▸ **TASK TO COMPLETE**: Could you give the stretch of data from the line containing "Identify every cupcake" through the line containing "87 89 115 356" again, with "camouflage" changed to "camo" and everything else left unchanged? Return only those lines.

▸ **INFORMATION SUPPLIED**:
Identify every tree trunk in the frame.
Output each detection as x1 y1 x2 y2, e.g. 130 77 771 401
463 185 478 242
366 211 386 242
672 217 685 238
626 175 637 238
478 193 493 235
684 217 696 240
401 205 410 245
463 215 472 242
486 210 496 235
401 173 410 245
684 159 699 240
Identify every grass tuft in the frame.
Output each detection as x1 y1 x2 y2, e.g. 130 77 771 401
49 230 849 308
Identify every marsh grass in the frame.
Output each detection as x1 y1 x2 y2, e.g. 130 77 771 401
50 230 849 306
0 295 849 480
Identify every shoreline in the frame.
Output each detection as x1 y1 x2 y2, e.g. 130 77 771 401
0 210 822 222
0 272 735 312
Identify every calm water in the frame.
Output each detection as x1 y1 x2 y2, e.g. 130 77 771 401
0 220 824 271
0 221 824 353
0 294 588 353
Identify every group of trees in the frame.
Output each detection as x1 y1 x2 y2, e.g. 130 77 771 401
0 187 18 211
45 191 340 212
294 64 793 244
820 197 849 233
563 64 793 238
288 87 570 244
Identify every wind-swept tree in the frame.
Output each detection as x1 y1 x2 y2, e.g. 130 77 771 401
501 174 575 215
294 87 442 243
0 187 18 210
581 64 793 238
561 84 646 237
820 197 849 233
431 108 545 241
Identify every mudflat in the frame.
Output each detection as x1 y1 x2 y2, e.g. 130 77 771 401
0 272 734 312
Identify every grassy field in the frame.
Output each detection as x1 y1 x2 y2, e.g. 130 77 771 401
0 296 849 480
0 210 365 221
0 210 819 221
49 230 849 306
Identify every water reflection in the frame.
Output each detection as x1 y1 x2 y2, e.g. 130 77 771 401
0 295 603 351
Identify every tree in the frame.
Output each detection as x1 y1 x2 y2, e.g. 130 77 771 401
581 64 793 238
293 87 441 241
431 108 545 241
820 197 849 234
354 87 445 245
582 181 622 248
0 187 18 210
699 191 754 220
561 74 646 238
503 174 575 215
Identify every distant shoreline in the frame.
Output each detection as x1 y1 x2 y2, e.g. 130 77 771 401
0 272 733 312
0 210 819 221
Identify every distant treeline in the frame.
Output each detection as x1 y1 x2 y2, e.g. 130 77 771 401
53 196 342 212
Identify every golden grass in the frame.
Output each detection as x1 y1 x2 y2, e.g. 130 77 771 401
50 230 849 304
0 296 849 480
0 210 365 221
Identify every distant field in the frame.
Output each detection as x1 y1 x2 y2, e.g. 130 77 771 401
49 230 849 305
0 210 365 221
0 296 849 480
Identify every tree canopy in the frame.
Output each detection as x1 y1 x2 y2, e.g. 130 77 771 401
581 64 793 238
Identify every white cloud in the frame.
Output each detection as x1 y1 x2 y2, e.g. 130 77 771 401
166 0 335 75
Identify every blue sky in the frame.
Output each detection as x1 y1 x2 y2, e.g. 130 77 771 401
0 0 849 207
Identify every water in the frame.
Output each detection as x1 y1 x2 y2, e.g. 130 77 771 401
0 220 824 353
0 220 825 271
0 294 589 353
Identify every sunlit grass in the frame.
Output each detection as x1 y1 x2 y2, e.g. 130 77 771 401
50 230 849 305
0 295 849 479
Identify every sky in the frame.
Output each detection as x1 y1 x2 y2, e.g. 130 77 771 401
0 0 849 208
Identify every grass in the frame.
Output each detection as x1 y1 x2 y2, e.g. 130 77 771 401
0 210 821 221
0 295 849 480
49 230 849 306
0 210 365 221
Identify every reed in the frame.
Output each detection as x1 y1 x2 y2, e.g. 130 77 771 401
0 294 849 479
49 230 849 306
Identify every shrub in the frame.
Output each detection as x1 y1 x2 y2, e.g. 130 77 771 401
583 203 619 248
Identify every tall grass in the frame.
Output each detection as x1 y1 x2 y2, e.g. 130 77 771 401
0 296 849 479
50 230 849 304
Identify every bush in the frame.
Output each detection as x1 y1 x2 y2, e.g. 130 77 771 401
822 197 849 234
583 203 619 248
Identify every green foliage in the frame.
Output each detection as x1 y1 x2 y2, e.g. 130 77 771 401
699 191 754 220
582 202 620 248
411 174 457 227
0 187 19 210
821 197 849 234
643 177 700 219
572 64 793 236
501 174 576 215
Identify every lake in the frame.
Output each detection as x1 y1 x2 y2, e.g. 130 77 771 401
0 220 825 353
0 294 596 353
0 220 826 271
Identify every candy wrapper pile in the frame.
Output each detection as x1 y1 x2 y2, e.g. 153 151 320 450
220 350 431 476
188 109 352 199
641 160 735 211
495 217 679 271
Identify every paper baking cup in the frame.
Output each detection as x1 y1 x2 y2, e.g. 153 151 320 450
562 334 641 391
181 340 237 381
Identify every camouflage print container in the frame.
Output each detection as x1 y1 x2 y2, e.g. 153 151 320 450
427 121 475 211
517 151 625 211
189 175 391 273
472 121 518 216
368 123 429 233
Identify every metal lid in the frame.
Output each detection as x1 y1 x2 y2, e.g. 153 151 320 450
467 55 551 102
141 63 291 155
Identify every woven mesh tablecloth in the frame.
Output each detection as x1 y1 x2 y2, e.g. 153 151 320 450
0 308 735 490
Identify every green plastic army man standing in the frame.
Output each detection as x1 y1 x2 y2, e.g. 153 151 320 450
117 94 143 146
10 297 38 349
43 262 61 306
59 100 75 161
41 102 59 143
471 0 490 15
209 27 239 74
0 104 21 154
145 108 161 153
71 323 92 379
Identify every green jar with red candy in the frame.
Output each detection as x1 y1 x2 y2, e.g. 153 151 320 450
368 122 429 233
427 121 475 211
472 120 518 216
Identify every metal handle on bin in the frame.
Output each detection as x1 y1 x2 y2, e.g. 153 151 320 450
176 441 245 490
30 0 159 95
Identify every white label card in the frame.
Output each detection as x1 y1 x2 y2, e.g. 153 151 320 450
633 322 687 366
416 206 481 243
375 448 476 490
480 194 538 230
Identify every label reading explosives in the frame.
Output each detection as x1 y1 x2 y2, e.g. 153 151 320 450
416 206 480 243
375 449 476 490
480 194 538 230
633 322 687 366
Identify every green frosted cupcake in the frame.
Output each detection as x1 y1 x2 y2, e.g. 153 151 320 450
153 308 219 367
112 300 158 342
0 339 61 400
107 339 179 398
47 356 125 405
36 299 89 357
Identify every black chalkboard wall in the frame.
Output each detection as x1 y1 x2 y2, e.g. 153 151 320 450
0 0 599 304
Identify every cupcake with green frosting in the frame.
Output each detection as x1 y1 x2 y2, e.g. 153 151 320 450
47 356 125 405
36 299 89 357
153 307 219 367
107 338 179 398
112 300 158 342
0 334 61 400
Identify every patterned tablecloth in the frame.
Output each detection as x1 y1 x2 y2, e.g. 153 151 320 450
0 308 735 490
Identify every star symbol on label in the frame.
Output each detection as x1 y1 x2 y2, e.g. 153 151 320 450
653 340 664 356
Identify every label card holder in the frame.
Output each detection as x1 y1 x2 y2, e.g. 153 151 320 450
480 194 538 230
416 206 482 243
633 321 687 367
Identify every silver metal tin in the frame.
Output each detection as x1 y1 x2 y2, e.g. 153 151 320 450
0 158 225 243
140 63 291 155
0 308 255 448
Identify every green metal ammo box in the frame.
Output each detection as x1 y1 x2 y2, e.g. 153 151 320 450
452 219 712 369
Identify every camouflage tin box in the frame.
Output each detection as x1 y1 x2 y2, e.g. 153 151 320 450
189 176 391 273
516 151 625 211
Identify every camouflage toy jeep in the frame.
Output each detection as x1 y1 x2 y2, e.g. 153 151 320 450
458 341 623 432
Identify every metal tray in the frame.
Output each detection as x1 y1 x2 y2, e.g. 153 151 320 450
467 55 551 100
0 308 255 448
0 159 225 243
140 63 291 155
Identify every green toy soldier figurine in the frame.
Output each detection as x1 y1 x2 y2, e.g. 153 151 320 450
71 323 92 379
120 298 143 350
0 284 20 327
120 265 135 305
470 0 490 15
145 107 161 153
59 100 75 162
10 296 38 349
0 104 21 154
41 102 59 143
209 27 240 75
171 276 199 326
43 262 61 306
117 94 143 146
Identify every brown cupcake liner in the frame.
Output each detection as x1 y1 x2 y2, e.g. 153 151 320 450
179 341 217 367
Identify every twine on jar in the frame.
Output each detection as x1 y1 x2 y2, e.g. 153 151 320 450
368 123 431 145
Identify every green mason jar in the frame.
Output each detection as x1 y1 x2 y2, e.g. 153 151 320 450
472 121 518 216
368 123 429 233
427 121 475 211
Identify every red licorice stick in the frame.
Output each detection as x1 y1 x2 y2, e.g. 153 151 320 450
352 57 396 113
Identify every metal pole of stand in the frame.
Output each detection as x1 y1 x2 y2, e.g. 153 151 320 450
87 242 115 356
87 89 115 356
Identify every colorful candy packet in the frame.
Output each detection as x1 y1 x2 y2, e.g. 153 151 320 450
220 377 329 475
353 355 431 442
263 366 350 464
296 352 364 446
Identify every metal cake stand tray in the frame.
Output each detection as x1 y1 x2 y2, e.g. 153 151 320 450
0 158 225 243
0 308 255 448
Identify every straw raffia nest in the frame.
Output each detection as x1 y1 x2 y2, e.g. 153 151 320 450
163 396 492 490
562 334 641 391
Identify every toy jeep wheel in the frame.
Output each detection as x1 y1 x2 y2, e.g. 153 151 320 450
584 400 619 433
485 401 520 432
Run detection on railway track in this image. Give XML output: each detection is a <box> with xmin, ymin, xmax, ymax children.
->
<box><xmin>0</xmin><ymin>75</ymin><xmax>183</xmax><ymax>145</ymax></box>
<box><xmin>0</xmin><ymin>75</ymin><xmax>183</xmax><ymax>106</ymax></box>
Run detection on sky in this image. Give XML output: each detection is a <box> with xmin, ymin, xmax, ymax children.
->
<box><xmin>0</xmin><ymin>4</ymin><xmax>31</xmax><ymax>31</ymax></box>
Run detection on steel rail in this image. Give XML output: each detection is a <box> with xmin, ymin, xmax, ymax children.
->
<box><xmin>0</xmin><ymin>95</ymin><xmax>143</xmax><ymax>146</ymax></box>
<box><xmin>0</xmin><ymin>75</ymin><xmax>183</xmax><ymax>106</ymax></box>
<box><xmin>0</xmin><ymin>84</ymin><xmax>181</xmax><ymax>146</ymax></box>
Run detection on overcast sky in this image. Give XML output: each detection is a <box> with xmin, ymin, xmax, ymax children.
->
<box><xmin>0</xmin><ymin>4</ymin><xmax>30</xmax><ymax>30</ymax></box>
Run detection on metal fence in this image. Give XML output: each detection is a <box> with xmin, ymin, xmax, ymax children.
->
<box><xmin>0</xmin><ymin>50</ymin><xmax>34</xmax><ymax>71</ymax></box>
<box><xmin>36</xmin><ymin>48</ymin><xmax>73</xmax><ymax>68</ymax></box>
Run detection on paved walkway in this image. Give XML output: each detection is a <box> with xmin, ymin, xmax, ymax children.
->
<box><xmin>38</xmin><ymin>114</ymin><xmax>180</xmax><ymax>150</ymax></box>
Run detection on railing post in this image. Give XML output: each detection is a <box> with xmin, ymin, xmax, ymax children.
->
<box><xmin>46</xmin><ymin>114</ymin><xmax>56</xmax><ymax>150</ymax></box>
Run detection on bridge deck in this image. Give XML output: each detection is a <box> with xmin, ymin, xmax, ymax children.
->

▸ **OUTPUT FOR THIS TASK**:
Identify every cupcake with green frosting in the frame.
Output each detection as x1 y1 x2 y2, e.g. 153 151 320 450
47 356 125 405
36 299 89 357
153 307 219 367
107 338 179 398
112 300 158 342
0 334 61 400
Identify every patterned tablecloth in the frame.
Output each detection as x1 y1 x2 y2, e.g. 153 151 320 450
0 308 735 490
Identify every star symbol on label in the frame.
Output each detection as x1 y1 x2 y2, e.g. 153 151 320 450
653 340 664 356
Identify every label card holder in the frame.
Output each detection as x1 y1 x2 y2, e.g. 153 151 320 450
480 194 538 230
416 206 482 243
633 321 687 367
Identify every silver metal tin in the frame.
Output each detection as x1 y1 x2 y2, e.g. 153 151 320 450
0 158 225 243
140 63 291 155
0 308 255 448
Identify every green metal ammo box in the frame.
Output each detection as x1 y1 x2 y2, e.g. 153 151 320 450
452 219 712 369
Identify every camo tin box in the frame.
Output each detection as x1 y1 x2 y2, e.g. 153 151 320 450
189 176 391 273
516 151 625 211
Identify every camo toy jeep in the frame.
Output each detection as x1 y1 x2 y2, e.g. 153 151 320 450
458 341 623 432
Identify every metal tray in the frame.
Output each detection as x1 y1 x2 y2, e.g. 153 151 320 450
467 55 551 100
0 308 255 448
0 159 225 243
140 63 291 155
Identify every green toy soldier figurine in the frame.
Output each detection as x1 y1 x2 y2, e.g. 153 151 320 450
71 323 92 379
120 298 143 350
0 284 20 327
120 265 135 305
470 0 490 15
145 107 161 153
59 100 75 162
10 296 38 349
0 104 21 154
41 102 59 143
209 27 240 75
171 276 199 326
43 262 61 306
117 94 143 146
Identify every brown cupcake liner in the frame.
Output each detection as x1 y1 x2 y2, e.g. 153 151 320 450
179 341 217 367
Identify every twine on jar in the frame.
Output each detection as x1 y1 x2 y2, e.g. 153 151 320 450
368 123 431 145
Identify every green mason jar in the frame.
Output each detection as x1 y1 x2 y2, e.g. 153 151 320 450
472 121 518 216
368 123 429 233
427 121 475 211
Identify every red licorice stick in the frame.
Output each detection as x1 y1 x2 y2, e.g. 153 151 320 450
352 57 396 113
Identify every metal pole of stand in the frame.
Output each detection as x1 y1 x2 y2, e.g. 153 151 320 450
87 242 115 356
87 89 115 356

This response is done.